═════ Excerpted data
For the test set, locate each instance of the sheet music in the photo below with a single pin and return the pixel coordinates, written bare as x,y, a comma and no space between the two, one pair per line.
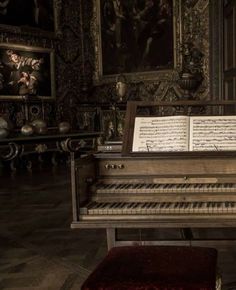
161,134
212,133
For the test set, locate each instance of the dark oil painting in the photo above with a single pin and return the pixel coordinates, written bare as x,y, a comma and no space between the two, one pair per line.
136,35
28,13
26,71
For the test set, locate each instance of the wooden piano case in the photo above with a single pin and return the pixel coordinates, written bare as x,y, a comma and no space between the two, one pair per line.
155,190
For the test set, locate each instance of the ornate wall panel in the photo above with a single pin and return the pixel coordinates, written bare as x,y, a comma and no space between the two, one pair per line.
76,53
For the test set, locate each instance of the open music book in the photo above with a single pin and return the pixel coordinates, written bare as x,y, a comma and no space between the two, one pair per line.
184,133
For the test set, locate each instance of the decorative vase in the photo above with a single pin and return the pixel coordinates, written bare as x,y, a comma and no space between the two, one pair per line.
27,130
187,83
39,126
121,88
5,123
3,133
64,127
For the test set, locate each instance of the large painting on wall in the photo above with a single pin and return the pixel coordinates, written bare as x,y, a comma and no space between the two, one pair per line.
38,15
26,71
136,36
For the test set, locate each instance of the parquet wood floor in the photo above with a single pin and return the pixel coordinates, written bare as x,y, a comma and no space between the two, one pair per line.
39,251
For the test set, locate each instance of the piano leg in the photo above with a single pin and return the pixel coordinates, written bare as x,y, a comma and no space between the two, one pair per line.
111,238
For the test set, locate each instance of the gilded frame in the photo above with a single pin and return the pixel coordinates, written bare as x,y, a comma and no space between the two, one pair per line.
37,30
99,77
38,62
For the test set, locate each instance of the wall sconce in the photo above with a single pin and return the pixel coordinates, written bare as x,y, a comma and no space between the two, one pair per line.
191,75
121,87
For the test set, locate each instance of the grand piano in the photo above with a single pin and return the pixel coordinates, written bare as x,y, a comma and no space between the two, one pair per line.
114,190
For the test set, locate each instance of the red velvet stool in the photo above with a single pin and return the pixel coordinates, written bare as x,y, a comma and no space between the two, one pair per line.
155,267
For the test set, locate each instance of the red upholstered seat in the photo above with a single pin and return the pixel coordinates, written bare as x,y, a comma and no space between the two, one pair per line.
155,267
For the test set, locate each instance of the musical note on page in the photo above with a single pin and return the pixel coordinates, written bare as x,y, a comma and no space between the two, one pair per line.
153,134
213,133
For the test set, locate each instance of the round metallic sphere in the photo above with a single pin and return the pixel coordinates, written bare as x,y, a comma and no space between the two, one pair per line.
5,124
27,130
39,126
3,133
64,127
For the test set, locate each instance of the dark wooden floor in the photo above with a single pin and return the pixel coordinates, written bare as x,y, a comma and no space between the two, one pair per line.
39,251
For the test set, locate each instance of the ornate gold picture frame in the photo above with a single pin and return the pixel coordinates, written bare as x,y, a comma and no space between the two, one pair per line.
141,41
31,17
26,72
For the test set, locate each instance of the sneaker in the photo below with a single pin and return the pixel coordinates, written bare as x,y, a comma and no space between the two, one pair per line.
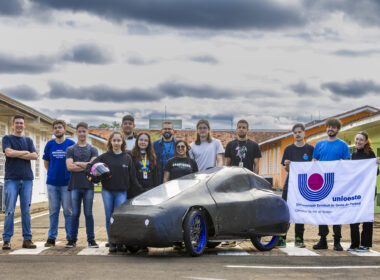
28,244
363,249
6,245
50,243
299,243
112,248
321,245
337,246
352,249
71,244
281,243
92,244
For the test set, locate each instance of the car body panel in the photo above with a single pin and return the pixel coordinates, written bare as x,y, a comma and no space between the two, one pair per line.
238,204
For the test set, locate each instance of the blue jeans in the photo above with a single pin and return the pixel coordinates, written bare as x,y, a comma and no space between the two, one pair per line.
12,189
77,195
111,200
59,195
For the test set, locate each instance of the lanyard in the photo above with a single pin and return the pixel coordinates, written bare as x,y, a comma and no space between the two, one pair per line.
167,153
144,162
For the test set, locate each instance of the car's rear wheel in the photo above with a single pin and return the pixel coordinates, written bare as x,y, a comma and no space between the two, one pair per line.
195,233
264,243
212,244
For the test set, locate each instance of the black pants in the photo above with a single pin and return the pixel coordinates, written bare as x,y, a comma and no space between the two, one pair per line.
366,236
324,231
299,228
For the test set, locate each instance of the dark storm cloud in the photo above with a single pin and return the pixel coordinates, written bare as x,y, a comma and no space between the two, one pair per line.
208,14
205,59
99,93
87,53
353,53
363,11
107,93
11,7
22,93
218,117
137,60
354,88
32,65
302,88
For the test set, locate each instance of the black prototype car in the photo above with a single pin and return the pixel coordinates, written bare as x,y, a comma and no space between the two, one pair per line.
201,210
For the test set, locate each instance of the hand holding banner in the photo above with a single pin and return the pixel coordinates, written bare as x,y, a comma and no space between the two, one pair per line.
332,192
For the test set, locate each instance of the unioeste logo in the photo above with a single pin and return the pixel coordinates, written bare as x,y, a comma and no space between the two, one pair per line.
316,187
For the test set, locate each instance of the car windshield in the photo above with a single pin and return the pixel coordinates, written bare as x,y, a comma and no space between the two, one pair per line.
164,192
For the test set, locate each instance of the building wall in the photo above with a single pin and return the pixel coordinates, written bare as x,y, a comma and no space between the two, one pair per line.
272,152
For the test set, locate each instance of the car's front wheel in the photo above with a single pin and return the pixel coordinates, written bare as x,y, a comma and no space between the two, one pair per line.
195,233
264,243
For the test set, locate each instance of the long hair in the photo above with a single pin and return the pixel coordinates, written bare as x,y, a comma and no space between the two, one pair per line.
187,147
198,138
367,146
150,154
123,144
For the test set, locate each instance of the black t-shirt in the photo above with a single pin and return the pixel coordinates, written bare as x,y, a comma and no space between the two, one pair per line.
178,167
298,154
245,151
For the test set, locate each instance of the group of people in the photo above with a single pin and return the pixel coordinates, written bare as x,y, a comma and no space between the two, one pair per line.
138,165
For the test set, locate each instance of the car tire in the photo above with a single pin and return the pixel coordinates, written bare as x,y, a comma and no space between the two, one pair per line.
262,245
195,233
212,244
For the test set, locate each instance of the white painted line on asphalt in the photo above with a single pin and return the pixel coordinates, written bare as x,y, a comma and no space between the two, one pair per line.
200,278
32,217
234,252
290,250
101,251
304,267
40,248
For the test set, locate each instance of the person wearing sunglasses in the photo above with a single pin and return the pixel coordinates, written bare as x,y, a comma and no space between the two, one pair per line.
181,164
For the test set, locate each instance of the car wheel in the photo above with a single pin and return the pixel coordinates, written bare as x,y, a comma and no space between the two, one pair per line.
133,249
211,244
264,243
195,233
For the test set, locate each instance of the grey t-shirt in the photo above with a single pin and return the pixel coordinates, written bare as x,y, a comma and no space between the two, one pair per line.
78,180
205,153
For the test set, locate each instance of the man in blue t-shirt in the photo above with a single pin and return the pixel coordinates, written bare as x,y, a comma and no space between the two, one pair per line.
331,149
18,181
57,181
164,148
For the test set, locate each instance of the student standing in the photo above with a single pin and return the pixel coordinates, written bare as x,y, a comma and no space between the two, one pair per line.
144,160
77,158
18,181
114,190
128,126
180,165
206,151
58,178
242,151
297,152
164,148
362,242
331,149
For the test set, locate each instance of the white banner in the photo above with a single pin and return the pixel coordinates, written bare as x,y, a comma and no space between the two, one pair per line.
332,192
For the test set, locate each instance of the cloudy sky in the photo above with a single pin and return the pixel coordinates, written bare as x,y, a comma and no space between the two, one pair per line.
272,62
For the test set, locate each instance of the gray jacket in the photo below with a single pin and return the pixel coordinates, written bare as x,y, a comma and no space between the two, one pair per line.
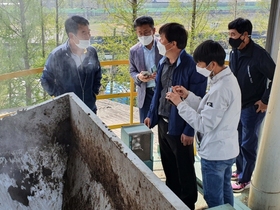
137,64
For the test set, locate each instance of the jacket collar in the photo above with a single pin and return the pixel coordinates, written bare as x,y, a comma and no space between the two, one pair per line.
248,50
220,75
166,60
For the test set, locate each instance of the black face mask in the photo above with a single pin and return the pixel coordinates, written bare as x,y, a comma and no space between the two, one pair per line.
235,43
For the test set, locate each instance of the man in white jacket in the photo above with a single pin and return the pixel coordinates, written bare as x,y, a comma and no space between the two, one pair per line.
215,118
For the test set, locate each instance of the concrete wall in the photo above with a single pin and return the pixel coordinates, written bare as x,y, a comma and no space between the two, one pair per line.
64,157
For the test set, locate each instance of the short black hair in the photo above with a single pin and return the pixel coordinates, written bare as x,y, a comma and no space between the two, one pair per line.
208,51
144,20
72,24
241,25
175,32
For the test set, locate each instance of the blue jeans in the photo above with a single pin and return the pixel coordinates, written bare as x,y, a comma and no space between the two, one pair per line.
143,112
216,176
248,129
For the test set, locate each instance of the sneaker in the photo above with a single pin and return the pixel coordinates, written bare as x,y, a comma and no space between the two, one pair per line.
239,187
234,176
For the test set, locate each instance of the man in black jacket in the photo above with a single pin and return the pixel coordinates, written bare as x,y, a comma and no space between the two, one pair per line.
253,67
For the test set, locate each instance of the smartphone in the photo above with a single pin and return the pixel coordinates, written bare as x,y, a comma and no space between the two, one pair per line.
145,73
170,90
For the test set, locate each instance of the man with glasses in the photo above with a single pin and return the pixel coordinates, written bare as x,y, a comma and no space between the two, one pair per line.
74,65
144,58
175,135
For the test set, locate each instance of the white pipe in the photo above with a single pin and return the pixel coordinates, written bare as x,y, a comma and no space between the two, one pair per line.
265,185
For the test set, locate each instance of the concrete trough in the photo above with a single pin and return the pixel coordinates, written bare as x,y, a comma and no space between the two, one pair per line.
60,155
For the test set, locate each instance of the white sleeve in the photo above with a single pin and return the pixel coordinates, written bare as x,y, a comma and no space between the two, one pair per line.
211,114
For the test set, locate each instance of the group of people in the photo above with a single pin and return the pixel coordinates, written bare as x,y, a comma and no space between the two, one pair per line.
171,86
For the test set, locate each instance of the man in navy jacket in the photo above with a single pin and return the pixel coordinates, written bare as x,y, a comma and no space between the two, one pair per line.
175,135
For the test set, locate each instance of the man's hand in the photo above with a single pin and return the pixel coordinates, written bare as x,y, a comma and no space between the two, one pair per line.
186,140
144,77
261,106
147,122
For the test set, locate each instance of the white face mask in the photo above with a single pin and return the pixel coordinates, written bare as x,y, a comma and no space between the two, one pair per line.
145,40
83,44
204,71
162,49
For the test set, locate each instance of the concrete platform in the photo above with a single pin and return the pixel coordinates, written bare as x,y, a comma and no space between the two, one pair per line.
113,113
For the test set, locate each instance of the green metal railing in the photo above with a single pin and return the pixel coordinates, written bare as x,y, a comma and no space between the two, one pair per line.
132,94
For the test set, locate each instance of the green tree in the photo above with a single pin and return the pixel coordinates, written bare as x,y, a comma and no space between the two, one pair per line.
25,38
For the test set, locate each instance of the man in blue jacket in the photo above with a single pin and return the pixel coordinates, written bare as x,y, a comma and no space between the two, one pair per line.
175,135
143,60
253,67
74,65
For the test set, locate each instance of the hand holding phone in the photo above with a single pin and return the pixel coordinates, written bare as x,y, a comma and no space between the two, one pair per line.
146,73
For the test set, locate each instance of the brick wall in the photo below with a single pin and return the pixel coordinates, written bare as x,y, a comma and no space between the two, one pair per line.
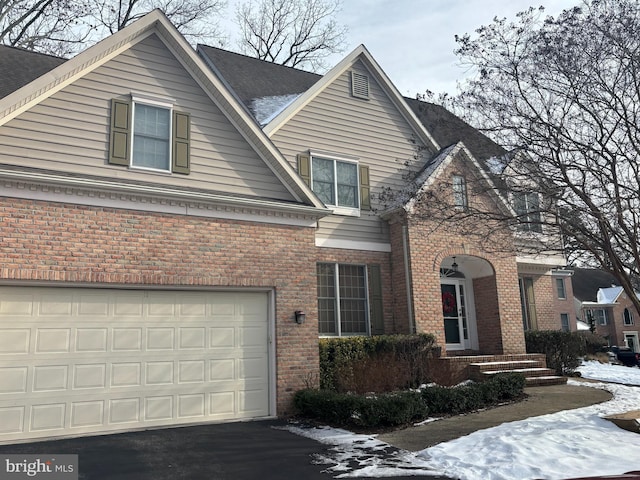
77,244
433,237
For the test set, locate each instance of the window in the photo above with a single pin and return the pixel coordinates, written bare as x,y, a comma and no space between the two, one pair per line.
342,299
562,293
528,304
151,139
527,207
360,85
600,316
149,134
340,184
460,200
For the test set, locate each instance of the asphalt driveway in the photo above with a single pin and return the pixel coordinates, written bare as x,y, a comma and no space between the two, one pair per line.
234,451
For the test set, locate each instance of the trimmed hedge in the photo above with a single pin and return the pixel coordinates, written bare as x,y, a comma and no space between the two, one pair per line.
375,364
563,350
401,408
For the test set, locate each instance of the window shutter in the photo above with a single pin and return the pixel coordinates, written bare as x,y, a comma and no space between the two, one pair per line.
375,290
181,138
304,168
120,132
365,190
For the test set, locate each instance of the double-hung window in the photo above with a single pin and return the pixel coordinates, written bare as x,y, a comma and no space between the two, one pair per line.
340,183
527,208
460,198
335,182
151,136
342,299
149,133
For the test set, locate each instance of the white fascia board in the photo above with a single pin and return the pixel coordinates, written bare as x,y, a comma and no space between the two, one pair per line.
353,245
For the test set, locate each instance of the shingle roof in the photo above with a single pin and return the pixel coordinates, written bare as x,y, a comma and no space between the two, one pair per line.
587,281
253,78
19,67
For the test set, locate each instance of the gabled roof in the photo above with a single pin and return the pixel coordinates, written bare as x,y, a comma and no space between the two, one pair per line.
252,78
448,129
20,66
56,77
587,281
248,78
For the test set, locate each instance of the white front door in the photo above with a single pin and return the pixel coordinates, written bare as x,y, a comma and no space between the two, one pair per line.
455,312
77,361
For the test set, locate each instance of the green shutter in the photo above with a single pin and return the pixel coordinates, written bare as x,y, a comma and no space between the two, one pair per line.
120,132
304,168
181,161
365,190
375,299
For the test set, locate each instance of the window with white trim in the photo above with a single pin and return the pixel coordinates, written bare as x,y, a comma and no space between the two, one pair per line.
527,208
343,305
600,316
460,198
336,183
151,137
560,289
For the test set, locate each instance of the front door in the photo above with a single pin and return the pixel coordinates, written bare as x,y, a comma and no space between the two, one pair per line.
454,310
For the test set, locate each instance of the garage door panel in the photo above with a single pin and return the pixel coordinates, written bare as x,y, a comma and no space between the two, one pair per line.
90,361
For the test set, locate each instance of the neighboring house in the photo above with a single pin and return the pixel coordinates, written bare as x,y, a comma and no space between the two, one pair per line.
600,301
180,227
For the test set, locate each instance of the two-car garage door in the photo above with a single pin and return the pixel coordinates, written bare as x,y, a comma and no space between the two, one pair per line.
77,361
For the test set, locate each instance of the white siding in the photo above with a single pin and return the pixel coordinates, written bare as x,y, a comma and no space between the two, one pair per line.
372,130
69,132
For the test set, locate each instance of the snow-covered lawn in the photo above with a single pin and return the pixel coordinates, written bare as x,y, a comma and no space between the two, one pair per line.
571,443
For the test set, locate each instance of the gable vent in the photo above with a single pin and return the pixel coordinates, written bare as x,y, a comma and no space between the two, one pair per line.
359,85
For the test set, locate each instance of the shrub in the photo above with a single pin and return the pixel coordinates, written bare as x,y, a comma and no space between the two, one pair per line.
385,410
400,408
374,364
466,398
562,349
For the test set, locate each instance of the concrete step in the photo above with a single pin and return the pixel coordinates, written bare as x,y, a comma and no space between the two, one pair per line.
527,372
545,381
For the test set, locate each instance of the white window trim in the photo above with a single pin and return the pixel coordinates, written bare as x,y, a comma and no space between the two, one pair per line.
336,273
153,101
337,209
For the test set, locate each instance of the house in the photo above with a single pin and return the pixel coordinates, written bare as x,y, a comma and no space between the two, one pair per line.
147,273
599,301
179,227
354,117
══════════
## What the task asks
Begin at the line containing "For the test set, locate each instance of the shrub" and reproduce each line through the end of the records above.

## Result for this exercise
For the test set, locate each instance of the shrub in the photo above with a single pin and return the pixel coordinates, written bare as x,y, a comma and no space between the two, one pair per line.
385,410
400,408
374,364
466,398
562,349
For the test set, locate each instance of the concrete step in the photo above with a single pin and return the pixel coordinates, written bare as x,y, a comma and no space between the two, one pair per line.
527,372
545,381
For the test set, locate each instance of the white window trim in the photo above with a single pin and return the pixel coordinates, written bare as x,y, a comma and no space between the two, one pair per line.
336,273
153,101
337,209
For the test set, locate each instance of the house in the photo above with a single pin and return the pixel coordinates, written bare as x,y, a comma and no space between the two, one pair per line.
147,273
599,301
179,227
354,117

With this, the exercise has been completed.